**REQUIRED WORK**
In the Saturday jokes post, how long is the walk from the pub back to the house?

── READING PASSAGE

Saturday, December 14, 2019

4628 - Saturday jokes


We all know where the Big Apple is.
But does anyone know where the Minneapolis?


The new sex position is called Brexit.
It's when you promise to pull out but you don't.
(This joke was written before the British election)


It’s a five minute walk from my house to the pub.
It’s a 35 minute walk from the pub to my house.
The difference is staggering.


I went to the liquor store yesterday on my bicycle, bought a bottle of whiskey and put it in the bicycle basket
As I was about to leave, I thought to myself that if I fell off the bicycle, the bottle would break. So I drank all the whiskey before I cycled home.
It turned out to be a very good decision because I fell off seven times on the way home.


Bill's, Bills, Bills... Peggy, why do we keep getting Bill's mail?


I am a proud anti-vax parent of 4 children.
Edit: 3 children
Edit: 2
Edit: 1
Edit: 0


Today at the gym I asked a girl what her New Year's resolution was.
She said, "Fuck you."
So I'm pretty excited for 2020.


A man stumbles upon a magic lamp with a genie willing to grant him one wish.
Man: I wish your name was "Burger King".
Genie: Wait, what? Why?!
Man: It's for a joke, trust me.
Genie: You'd waste a wish, something with the power to change the cosmos itself, for a joke?
Man: Yes.
Burger King: Have it your way.


Yesterday one of my good friends told me I often make people uncomfortable by violating their personal space.
It was an incredibly hurtful thing to say and completely ruined our shower.


A man is involved in a minor car accident and starts screaming and shouting like a baby.
A cop approaches the car and says: "Sir, the ambulance is on its way. 
Your girlfriend has blood on her face, yet she sits there patiently. 
You appear to be fine, why are you crying so loud?"
The man replies: "Check what's in her mouth!"


"Hey! I heard China just legalized same-sex marriage!", says a white man to a Chinese national.
"No we didn't.", replies the Chinese national.
"But Taiwan just legalized same-sex marriage!"
"No… Taiwan is not… uh… Yes, China is… uh…"


I was in my room and saw 10 ants running around frantically. 
I felt bad for them, so I built a house for them. 
This kinda makes me their landlord and that kinda makes them my tenants.


A woman, cranky because her husband was late coming home again, decided to leave a note, saying, "I've had enough and have left you...don't bother coming after me" Then she hid under the bed to see his reaction. After a short while, the husband comes home and she could hear him in the kitchen before he comes into the bedroom. She could see him walk towards the dresser and pick up the note. After a few minutes, he wrote something on it before picking up the phone and calling someone. "She's finally gone...yeah I know, about time, I'm coming to see you, put on that …… French nightie. I love you...can't wait to see you...we'll do all the naughty things you like." He hung up, grabbed his keys and left. She heard the car drive off as she came out from under the bed, seething with rage and with tears in her eyes. She grabbed the note to see what he wrote. "I can see your feet. We're outta bread; be back in five minutes."

────
── MATERIAL PROVIDED

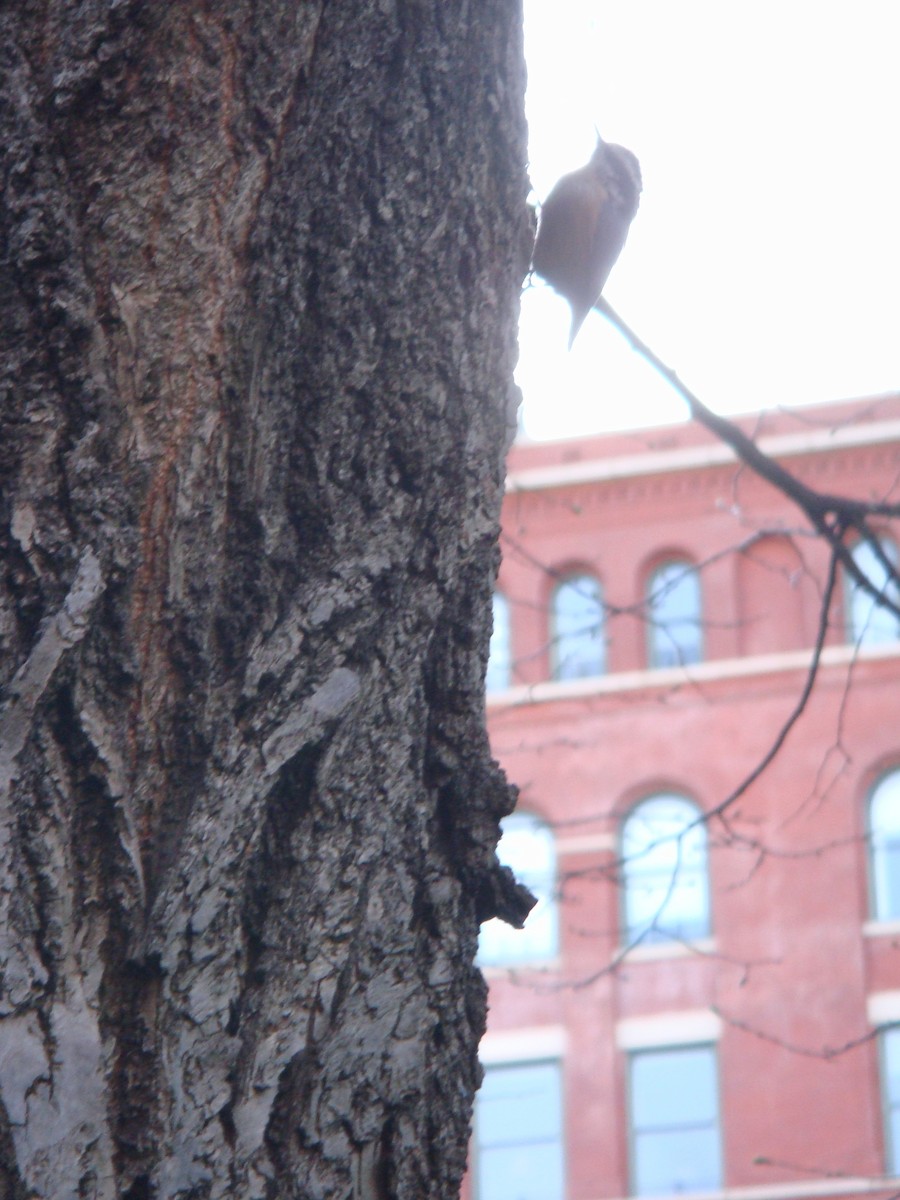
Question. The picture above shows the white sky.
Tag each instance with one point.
(763, 264)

────

**ANSWER TO THE PROBLEM**
35 minutes